ESTRATTO DEL DOCUMENTO:
****************
La Faz spiega che in Germania il calcio ha perso potere. La forzatura in primavera col ritorno in campo (mentre a tutti gli altri era vietata qualsiasi cosa) ha sottratto il consenso sociale. E la politica si è adeguata
Il vero titolo sarebbe: cosa succede nei Paesi civili. Nei Paesi dove c’è una coscienza civica degna di questo nome. Dove nessun politico si sognerebbe mai di destinare cento poliziotti per il ritiro di una squadra di calcio (come accaduto col Napoli a Castel di Sangro senza che quasi nessuno dicesse A, anzi il Napoli e l’Abruzzo stanno facendo il pieno di complimenti per aver aperto lo stadio agli allenamenti e alle amichevoli).
Ma tra l’Italia e la Germania c’è una sottile differenza. Appena appena. Impercettibile.
In Germania, dove pure il calcio ha riscosso successi come quello del Bayern in Champions, in pochi mesi il calcio ha perso i propri privilegi. Ma non per una battaglia politica. Bensì perché i cittadini si sono fatti sentire con il loro comportamento. Come scrive la Faz in un editoriale molto interessante (come lo sono la stragrande maggioranza dei loro articoli).
****************
PROBLEMA SCRITTO A: Elenca tutti i nomi di luoghi geografici citati nell'estratto sul calcio in Germania, escludendo quelli usati come nomi di squadre.
PROBLEMA SCRITTO B: Riassumi in una o due frasi, per favore, il paragrafo dell'estratto sul calcio in Germania che comincia con "In Germania, dove pure", mantenendone i fatti principali.
PROBLEMA SCRITTO C: Scrivi il seguito dell'estratto sul calcio in Germania, cominciando subito dopo la sua ultima frase.

Record del dataset di puntamento:
****************
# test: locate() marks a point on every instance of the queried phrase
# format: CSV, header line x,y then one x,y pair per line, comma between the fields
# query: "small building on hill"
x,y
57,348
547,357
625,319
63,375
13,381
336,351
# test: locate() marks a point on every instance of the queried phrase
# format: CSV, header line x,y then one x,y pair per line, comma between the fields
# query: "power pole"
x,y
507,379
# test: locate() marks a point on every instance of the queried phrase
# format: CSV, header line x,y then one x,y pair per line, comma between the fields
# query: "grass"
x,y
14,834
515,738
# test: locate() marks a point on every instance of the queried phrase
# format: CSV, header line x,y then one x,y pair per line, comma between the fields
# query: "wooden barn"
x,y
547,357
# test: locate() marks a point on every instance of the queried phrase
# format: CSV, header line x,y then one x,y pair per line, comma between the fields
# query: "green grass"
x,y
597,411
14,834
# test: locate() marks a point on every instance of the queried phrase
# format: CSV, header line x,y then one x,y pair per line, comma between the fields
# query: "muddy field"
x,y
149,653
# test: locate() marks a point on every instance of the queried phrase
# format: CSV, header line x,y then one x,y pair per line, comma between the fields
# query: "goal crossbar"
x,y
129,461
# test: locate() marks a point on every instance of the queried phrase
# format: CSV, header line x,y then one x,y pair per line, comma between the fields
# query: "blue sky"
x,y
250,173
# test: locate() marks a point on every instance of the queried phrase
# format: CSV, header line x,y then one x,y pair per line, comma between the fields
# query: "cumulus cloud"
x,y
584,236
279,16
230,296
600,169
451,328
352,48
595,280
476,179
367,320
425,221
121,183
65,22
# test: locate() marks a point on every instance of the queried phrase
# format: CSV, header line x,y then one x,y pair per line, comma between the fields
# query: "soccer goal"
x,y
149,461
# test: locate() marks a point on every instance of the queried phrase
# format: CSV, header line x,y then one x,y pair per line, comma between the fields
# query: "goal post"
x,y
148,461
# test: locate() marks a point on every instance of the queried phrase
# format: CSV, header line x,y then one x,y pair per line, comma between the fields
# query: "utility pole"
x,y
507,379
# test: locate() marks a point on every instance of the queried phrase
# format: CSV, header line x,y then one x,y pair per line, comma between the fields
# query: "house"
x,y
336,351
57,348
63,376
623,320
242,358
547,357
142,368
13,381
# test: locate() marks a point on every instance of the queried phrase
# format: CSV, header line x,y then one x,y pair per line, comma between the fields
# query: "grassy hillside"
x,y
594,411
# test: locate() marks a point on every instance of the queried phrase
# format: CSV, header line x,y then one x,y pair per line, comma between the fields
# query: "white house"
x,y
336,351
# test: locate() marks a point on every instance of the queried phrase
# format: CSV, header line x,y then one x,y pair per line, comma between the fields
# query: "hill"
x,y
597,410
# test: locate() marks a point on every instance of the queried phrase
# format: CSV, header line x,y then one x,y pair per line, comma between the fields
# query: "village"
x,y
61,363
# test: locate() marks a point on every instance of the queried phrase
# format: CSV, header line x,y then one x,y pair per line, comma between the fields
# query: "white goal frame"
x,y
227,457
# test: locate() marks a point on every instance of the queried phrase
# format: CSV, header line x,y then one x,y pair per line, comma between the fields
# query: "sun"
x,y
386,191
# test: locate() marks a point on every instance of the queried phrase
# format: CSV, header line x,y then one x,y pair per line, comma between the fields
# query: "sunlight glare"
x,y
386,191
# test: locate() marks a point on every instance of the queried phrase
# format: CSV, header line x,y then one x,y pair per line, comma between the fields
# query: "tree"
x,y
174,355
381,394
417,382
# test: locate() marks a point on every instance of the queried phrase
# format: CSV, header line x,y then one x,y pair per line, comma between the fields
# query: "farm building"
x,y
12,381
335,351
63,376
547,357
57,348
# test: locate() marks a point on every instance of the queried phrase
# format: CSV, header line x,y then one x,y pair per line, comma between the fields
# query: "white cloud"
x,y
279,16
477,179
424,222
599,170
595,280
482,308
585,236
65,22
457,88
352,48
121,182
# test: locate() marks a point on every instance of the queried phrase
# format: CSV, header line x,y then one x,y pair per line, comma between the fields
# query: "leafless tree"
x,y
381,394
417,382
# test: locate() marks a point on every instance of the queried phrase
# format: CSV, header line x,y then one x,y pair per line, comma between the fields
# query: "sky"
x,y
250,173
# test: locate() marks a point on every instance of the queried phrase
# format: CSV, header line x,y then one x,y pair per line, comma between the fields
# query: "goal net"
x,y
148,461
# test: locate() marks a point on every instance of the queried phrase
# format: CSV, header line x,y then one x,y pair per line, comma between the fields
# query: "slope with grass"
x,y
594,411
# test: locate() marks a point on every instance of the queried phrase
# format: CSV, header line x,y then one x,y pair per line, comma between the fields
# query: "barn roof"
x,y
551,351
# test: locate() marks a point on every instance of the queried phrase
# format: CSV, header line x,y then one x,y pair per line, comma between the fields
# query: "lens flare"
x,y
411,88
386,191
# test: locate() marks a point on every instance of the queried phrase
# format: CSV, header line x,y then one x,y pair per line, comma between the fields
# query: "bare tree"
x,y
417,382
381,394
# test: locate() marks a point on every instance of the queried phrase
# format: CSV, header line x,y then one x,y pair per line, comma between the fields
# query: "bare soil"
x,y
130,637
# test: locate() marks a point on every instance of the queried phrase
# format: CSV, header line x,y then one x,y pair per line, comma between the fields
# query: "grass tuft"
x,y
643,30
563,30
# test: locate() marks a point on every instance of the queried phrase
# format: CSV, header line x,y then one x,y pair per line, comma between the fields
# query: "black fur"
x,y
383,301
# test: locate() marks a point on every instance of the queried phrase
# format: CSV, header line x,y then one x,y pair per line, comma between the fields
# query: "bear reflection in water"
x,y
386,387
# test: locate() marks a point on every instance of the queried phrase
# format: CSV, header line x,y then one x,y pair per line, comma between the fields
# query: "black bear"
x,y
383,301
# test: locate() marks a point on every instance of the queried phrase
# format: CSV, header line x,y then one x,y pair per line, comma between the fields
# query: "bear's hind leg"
****************
RISULTATO A: Germania, Castel di Sangro, Abruzzo, Italia

RISULTATO B: In pochi mesi il calcio tedesco ha perso i suoi privilegi, nonostante successi come quello del Bayern in Champions. Secondo un editoriale della Faz, non è stato per una battaglia politica ma per il comportamento dei cittadini.

RISULTATO C:
Appena pochi mesi fa, la federcalcio tedesca ebbe la forza di imporre al Paese e alla politica il ritorno del calcio giocato. Fece da battistrada e consentì agli altri campionati – fatta eccezione per quello francese – di ripartire.
Una forzatura che, però, non piacque ai tedeschi. Come ricorda la Faz, la reazione del pubblico fu molto fredda. Dopo un’impennata iniziale, gli ascolti subirono un drastico ridimensionamento.
Per la prima volta, scrive il quotidiano, emersero profonde riserve sugli eccessi del calcio professionistico: sul gigantismo mediatico, sulle commissioni e gli stipendi astronomici e l’ostentato distacco dalla realtà di alcune calciatori che sfoggiavano spudoratamente la loro ricchezza. L’ampio rifiuto della popolazione ha turbato la politica. Il rifiuto ha gettato il calcio tedesco in una crisi d’identità.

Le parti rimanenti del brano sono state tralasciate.